PROBLEM TO SOLVE =>
Whenever the word "plant" appears in a line of the listing, copy that line.

DATASET CONTENT =>
=== Section Start ===

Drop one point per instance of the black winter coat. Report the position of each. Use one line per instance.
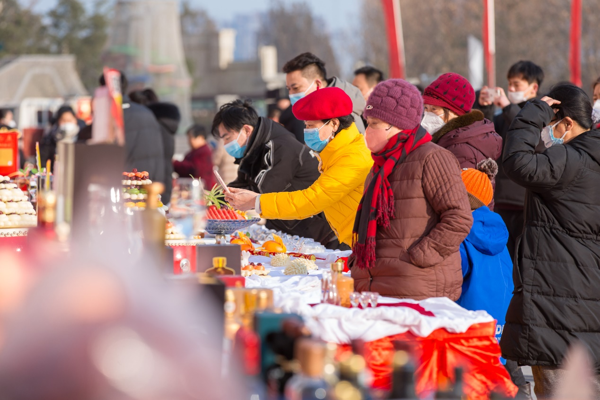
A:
(168, 118)
(276, 162)
(557, 268)
(143, 141)
(507, 193)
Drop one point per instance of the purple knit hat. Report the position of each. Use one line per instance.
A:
(396, 102)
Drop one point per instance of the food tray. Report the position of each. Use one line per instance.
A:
(228, 226)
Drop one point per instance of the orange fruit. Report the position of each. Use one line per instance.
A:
(274, 246)
(244, 242)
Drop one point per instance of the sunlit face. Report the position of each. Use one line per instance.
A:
(360, 81)
(295, 82)
(596, 94)
(439, 111)
(326, 128)
(67, 118)
(196, 142)
(378, 133)
(229, 136)
(518, 84)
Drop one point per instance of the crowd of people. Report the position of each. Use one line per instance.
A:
(485, 197)
(488, 197)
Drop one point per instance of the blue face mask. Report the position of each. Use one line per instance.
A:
(234, 149)
(297, 96)
(312, 139)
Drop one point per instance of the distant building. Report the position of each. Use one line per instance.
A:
(35, 86)
(218, 78)
(145, 42)
(38, 76)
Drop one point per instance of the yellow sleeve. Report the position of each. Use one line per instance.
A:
(333, 184)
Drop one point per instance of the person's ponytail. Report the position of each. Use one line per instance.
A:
(574, 103)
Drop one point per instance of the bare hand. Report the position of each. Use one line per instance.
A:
(241, 199)
(550, 101)
(501, 100)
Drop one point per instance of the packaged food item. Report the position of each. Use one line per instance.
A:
(280, 260)
(296, 269)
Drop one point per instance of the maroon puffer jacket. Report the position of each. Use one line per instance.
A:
(471, 138)
(418, 256)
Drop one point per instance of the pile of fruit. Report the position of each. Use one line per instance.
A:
(254, 269)
(218, 209)
(243, 240)
(274, 246)
(134, 194)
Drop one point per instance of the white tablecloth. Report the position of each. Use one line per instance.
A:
(296, 294)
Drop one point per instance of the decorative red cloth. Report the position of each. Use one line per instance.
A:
(323, 104)
(476, 351)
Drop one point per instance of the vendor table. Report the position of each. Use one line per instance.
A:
(444, 335)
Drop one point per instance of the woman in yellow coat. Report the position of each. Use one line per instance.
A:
(344, 164)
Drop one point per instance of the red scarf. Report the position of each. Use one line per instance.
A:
(377, 204)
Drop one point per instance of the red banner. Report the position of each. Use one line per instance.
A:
(489, 41)
(393, 25)
(575, 45)
(476, 351)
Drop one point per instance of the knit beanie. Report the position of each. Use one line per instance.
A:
(479, 183)
(396, 102)
(450, 91)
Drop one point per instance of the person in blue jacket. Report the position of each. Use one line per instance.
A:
(486, 263)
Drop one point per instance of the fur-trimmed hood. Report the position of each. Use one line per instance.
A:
(459, 122)
(471, 138)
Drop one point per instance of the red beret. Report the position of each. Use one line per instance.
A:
(323, 104)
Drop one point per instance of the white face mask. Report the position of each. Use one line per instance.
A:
(516, 97)
(549, 138)
(432, 122)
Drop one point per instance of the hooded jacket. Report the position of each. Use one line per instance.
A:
(168, 118)
(275, 161)
(358, 101)
(487, 267)
(418, 257)
(471, 138)
(557, 266)
(345, 164)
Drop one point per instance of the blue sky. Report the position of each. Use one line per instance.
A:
(339, 14)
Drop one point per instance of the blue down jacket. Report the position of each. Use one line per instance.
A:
(487, 267)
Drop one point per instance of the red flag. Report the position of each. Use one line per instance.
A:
(489, 41)
(393, 25)
(575, 48)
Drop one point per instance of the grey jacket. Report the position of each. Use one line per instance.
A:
(143, 141)
(358, 102)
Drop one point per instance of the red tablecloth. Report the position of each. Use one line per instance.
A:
(476, 351)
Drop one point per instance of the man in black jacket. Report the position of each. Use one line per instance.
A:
(143, 138)
(168, 117)
(524, 81)
(306, 73)
(270, 160)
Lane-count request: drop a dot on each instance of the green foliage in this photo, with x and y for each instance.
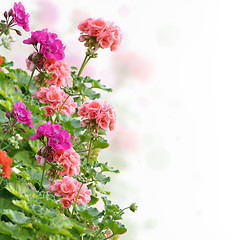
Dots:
(27, 210)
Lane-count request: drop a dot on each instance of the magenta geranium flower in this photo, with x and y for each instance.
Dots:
(50, 46)
(21, 17)
(98, 33)
(57, 138)
(22, 115)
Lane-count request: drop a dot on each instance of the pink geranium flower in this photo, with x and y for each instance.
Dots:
(105, 33)
(54, 98)
(20, 16)
(50, 46)
(57, 138)
(22, 115)
(97, 112)
(60, 72)
(68, 188)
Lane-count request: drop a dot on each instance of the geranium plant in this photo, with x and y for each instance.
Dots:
(53, 124)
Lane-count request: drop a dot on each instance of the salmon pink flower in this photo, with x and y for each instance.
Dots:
(60, 72)
(22, 115)
(57, 138)
(100, 33)
(20, 16)
(50, 46)
(97, 112)
(68, 188)
(5, 163)
(1, 61)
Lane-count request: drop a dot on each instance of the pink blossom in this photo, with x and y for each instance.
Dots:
(22, 115)
(57, 138)
(40, 159)
(20, 16)
(68, 188)
(60, 72)
(50, 46)
(50, 110)
(71, 160)
(103, 114)
(66, 202)
(105, 33)
(54, 98)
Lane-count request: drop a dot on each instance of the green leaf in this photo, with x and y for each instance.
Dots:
(21, 76)
(23, 157)
(22, 204)
(6, 204)
(16, 217)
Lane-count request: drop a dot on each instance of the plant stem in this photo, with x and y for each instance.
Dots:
(89, 153)
(85, 61)
(32, 73)
(43, 172)
(58, 113)
(4, 138)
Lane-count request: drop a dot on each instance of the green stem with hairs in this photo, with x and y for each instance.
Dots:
(89, 154)
(43, 172)
(58, 113)
(85, 61)
(32, 73)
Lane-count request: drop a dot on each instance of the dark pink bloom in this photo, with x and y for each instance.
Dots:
(68, 187)
(57, 138)
(22, 115)
(54, 97)
(103, 114)
(50, 46)
(20, 16)
(70, 160)
(106, 33)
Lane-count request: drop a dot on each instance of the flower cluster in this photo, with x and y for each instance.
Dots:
(60, 72)
(68, 187)
(21, 18)
(1, 61)
(70, 160)
(5, 163)
(57, 138)
(54, 98)
(97, 113)
(22, 115)
(50, 46)
(100, 33)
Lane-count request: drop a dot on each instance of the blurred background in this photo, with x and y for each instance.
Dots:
(178, 89)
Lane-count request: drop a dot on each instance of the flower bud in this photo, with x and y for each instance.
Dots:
(5, 14)
(11, 12)
(133, 207)
(7, 115)
(18, 32)
(23, 130)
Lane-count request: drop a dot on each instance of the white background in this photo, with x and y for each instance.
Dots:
(178, 83)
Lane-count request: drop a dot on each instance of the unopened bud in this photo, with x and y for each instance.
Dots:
(12, 113)
(5, 14)
(23, 130)
(7, 115)
(11, 12)
(18, 32)
(133, 207)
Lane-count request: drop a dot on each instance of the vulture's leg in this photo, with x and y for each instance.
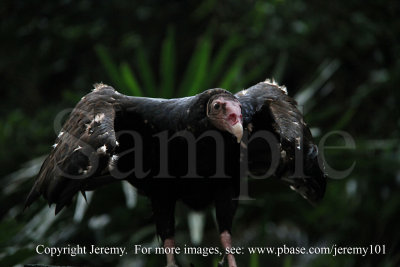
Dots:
(164, 214)
(225, 208)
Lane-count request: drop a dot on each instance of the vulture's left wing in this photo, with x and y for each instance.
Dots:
(290, 153)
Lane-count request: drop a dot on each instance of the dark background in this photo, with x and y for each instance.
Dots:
(339, 59)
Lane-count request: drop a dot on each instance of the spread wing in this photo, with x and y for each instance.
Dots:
(83, 151)
(290, 153)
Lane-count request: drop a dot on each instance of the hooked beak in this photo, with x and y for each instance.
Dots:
(237, 131)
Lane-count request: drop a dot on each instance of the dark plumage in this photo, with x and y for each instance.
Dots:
(183, 149)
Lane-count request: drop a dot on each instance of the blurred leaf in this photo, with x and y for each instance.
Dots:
(232, 75)
(110, 66)
(130, 79)
(197, 69)
(220, 60)
(167, 64)
(145, 72)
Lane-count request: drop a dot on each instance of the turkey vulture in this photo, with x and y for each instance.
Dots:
(194, 149)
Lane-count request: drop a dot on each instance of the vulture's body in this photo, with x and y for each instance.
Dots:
(184, 149)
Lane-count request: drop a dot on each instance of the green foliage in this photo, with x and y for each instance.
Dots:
(339, 59)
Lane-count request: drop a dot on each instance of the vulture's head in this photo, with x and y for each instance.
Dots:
(225, 113)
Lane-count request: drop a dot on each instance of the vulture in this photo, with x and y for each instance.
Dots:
(198, 149)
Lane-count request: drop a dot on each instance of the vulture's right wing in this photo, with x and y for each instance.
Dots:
(83, 150)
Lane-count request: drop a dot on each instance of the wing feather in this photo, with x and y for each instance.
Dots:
(81, 152)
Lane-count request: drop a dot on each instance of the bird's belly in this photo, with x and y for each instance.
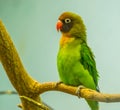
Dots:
(68, 67)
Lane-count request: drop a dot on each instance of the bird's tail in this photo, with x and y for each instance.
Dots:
(94, 105)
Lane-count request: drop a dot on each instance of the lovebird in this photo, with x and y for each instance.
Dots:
(75, 60)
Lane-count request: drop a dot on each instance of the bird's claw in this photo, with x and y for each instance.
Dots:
(57, 83)
(78, 90)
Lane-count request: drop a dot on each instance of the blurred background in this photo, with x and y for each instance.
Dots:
(31, 24)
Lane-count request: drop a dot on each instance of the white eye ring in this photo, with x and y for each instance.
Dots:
(67, 20)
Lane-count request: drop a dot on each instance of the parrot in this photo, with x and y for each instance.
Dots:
(75, 60)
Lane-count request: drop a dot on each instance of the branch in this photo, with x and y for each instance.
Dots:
(84, 92)
(22, 82)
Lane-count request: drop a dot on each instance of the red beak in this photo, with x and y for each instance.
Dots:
(59, 25)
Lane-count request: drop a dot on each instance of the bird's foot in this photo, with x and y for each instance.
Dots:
(78, 90)
(59, 82)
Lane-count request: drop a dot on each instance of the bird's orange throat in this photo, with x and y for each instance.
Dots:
(65, 39)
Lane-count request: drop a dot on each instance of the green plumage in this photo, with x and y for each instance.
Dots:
(75, 61)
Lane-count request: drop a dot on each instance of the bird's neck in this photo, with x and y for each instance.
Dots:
(69, 40)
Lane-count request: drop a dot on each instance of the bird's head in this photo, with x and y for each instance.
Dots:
(71, 23)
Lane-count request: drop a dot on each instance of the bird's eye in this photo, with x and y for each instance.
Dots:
(67, 20)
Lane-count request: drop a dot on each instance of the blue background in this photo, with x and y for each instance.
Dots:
(31, 24)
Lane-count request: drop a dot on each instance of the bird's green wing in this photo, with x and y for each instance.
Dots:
(87, 60)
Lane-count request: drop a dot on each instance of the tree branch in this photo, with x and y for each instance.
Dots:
(29, 89)
(84, 92)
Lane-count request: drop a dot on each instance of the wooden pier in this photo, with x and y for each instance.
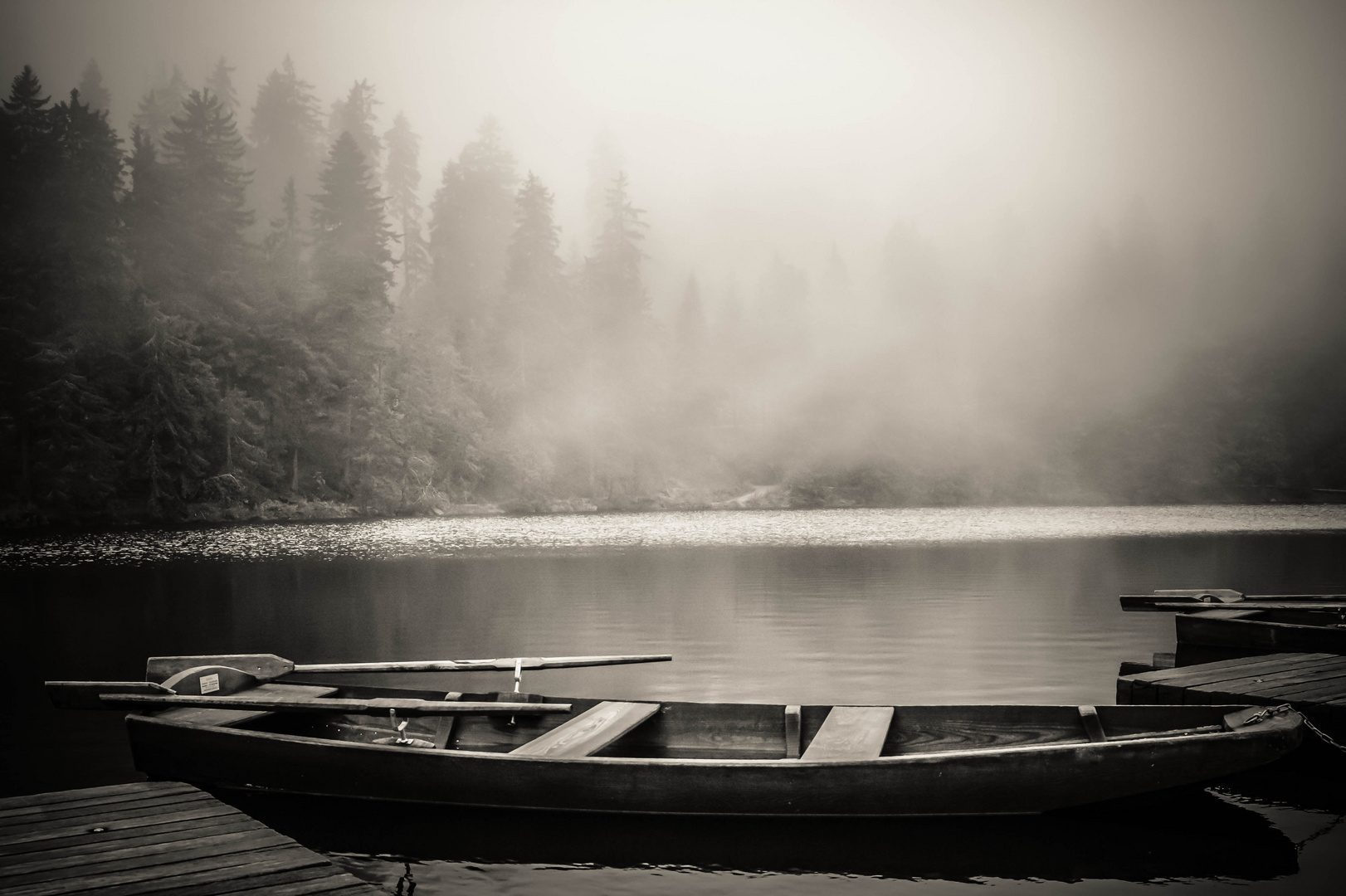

=== Section End ===

SOLUTION TO THE EXERCISE =>
Lane-count request: drop a dot on each instance of the geranium plant in this photo, with x and y for each instance.
Lane-count request: drop a dot on each instance of the plant stem in this photo, with x and y for each instance.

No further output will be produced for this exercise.